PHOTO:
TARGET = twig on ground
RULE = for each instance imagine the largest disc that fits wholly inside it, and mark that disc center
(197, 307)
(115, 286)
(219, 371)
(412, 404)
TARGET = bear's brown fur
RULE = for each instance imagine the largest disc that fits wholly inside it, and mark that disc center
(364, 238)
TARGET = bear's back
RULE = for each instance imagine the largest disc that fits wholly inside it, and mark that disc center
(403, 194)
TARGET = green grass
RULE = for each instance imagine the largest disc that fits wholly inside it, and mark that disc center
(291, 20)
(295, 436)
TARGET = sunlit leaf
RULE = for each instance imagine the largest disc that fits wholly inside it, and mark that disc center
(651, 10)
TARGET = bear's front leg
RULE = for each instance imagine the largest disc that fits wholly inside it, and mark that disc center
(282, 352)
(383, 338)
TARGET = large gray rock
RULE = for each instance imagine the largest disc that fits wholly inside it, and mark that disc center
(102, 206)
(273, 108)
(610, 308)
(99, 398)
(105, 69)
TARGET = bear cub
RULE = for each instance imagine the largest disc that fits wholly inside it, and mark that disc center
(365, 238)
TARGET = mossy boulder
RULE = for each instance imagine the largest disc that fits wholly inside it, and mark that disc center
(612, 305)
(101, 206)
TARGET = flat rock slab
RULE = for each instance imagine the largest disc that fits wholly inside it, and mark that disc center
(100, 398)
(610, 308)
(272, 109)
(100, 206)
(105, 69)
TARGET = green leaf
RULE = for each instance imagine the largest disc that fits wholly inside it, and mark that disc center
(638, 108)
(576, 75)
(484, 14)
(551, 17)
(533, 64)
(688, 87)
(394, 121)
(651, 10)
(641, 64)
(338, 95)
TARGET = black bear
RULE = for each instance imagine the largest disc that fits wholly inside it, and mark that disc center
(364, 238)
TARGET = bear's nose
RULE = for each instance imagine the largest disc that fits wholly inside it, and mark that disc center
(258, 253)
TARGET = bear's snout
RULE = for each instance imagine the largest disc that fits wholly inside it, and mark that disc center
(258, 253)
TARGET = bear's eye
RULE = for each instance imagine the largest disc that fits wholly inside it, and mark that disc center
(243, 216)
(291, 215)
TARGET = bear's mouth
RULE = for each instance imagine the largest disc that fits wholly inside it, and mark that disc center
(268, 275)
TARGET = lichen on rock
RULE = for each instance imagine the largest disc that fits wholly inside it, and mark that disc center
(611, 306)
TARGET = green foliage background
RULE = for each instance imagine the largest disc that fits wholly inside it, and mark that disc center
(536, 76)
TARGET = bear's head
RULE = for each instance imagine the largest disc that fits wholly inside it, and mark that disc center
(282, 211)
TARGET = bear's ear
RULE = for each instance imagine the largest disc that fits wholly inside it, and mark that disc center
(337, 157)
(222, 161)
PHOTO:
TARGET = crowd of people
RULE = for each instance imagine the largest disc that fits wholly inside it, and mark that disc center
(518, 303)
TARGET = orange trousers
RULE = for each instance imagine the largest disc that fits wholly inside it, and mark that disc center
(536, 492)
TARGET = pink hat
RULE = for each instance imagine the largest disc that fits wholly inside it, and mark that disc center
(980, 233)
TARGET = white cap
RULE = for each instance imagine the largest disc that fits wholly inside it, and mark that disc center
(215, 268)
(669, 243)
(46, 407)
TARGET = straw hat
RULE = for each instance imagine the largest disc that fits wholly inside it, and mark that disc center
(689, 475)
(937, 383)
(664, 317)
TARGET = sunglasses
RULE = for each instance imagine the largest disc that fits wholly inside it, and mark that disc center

------------------------

(Exercise task):
Retype the lines from the one containing "TARGET = lichen on rock" through the end of the lines, both ends included, without any change.

(Output of the task):
TARGET = lichen on rock
RULE = for each instance imagine the largest disc that fits wholly inside it, and mark that disc center
(611, 306)
TARGET = green foliage background
RULE = for each instance imagine the largest disc that fits wholly inside it, and mark that disc center
(536, 76)
TARGET = bear's head
RULE = for each instance imagine the largest disc that fits wholly inside it, and mark that disc center
(282, 211)
TARGET = bear's ear
RULE = for each instance imagine the largest disc that fits wholly inside it, and mark that disc center
(337, 157)
(222, 161)
PHOTO:
TARGET = crowd of people
RULE = for each instance imagine the largest disc that fits wholly inside it, and mark that disc center
(518, 303)
TARGET = orange trousers
RULE = for each instance imagine the largest disc that fits wholly inside it, and mark that disc center
(536, 492)
TARGET = pink hat
RULE = for each instance imagine the largest disc that fits wholly inside it, and mark that disc center
(980, 233)
TARGET = white cap
RULE = for each instance imagine the largest disc that fits wholly inside it, and mark that disc center
(215, 268)
(669, 243)
(46, 407)
TARGET = straw hat
RULE = for each instance imagine the largest disc that fits wholly inside it, and mark that disc center
(689, 475)
(937, 383)
(664, 317)
TARGET = sunglasses
RULE = for each instance imagine the largest disc that fits wholly inside it, and mark that disc center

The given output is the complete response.